◆ **Extracted text**:
I find Using Chemacs really easy for switching between different emacs configs.

I made an answer here: https://emacs.stackexchange.com/a/44678/11979 .

2
  • This is what I ended up using (switching to chemacs2 later). Now I'm back because I'm in just the same situation with switching to doom emacs! Years have passed since my first attempt, and every time I run into problems annoying enough to prevent me exploring doom emacs alongside spacemacs. I'll start another question, hoping somebody knows how. Apr 1 at 11:15
  • 1
    Emacs 29 (next release) has a built-in solution now for using multiple config. Maybe that can help as well.
    – Asme Just
    Apr 2 at 1:13
21

One option is to specify which configuration you want to load in a ~/.emacs file. When Emacs starts up it will look for such a file before looking in ~/.emacs.d/. For more details you can read about the Init File in the Emacs manual.

◆ **Collected material**:
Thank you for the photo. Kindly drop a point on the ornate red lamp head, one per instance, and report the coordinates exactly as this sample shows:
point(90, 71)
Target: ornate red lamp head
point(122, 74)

◆ **Directive**:
In the text about switching between Emacs configurations, where does Emacs look for a configuration file at startup before checking ~/.emacs.d/?

◆ **Result**:
In a ~/.emacs file.